SEITENAUSZUG
════════

# Betrugsmail: "Verified by Visa" Achtung!



## mabo08 (25 März 2013)

Hallo Zusammen,

es geht mal wieder eine neue Betrugsmail rum. Diesmal soll der Absender Visa.de sein. Der Absender mit der E-Mail Adresse: [email protected] versucht einen glaubhaft zu machen ein HTMl Fomular, welches direkt an der Mail dranhängt auszufüllen und direkt aus dem Client abzuschicken. Als Anhang hab ich mal ein Screenshot der Mail.


----------



## Goblin (25 März 2013)

Warum sollte ein Kreditkartenanbieter Kundendaten abfragen ? Das ergibt überhaupt keinen Sinn. Die kennen doch ihre Kunden. Ab in den Müll damit


----------



## Hippo (25 März 2013)

Goblin Süßer ...

════════

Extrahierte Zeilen
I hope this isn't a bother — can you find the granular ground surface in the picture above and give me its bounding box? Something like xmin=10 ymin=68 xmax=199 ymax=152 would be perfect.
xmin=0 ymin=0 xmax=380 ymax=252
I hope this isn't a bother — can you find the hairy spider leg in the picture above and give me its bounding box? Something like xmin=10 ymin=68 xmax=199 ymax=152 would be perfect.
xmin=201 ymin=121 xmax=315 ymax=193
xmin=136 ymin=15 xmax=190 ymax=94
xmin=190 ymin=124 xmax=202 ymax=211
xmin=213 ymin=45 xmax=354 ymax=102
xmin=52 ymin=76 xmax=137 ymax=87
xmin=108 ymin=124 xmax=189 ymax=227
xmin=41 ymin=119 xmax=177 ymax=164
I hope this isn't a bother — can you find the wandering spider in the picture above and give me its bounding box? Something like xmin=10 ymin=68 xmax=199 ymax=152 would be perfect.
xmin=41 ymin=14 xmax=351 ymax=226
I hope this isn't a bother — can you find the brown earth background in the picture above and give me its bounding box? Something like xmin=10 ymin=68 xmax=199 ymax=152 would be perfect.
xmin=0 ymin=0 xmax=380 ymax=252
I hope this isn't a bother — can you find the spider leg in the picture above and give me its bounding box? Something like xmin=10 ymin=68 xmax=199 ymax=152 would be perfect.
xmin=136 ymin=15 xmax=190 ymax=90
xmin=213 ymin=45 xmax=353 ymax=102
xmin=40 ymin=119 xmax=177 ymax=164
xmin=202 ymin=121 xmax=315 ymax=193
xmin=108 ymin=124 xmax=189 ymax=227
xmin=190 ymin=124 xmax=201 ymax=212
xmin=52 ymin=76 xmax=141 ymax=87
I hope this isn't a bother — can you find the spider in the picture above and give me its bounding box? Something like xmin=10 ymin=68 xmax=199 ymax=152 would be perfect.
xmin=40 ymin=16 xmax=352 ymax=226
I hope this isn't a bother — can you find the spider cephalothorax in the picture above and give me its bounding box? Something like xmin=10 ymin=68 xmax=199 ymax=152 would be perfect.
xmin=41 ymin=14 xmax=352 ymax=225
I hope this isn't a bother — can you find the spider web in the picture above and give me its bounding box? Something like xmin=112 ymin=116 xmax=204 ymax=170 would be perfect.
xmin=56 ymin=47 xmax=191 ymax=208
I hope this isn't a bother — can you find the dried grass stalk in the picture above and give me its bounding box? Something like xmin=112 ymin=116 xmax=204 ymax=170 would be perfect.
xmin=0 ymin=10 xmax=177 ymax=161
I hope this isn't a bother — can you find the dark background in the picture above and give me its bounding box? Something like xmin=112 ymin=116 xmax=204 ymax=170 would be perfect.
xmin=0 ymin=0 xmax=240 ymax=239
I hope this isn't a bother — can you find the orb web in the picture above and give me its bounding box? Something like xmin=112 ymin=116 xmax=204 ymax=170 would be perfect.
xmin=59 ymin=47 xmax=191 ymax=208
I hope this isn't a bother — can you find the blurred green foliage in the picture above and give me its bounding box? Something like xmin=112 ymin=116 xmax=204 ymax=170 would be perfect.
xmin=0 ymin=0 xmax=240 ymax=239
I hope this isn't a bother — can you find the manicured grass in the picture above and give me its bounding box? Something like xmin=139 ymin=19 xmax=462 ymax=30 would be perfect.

════════

AUFGABEN
1/ Warum soll die Mail laut Goblin im Forenthread zur Visa-Betrugsmail in den Müll? Antworte in ein bis drei Sätzen.
2/ Führe den Forenthread zur Visa-Betrugsmail im Anschluss an seinen letzten Beitrag fort.
Die Zeilen haben mit dem Forenthread zur Visa-Betrugsmail nichts zu tun.

ERGEBNISSE
1/ Goblin hält es für sinnlos, dass ein Kreditkartenanbieter Kundendaten abfragt, denn der Anbieter kennt seine Kunden bereits. Deshalb gehört die Mail seiner Ansicht nach in den Müll.

2/
Guck mal was er schreibt


> ...es geht mal wieder eine neue Betrugsmail rum...


----------



## Goblin (25 März 2013)

Ja is mir schon klar dass er es weiss. Kann man aber nicht oft genug sagen das es Müll ist. Kennst doch die ganzen Blindfische und Allesglaubenden...undefined


----------



## mabo08 (26 März 2013)

Sollte nur ein Hinweis sein. Irgendwann trifft es jeden in der falschen Situation und dann denkt man an diesen Eintrag.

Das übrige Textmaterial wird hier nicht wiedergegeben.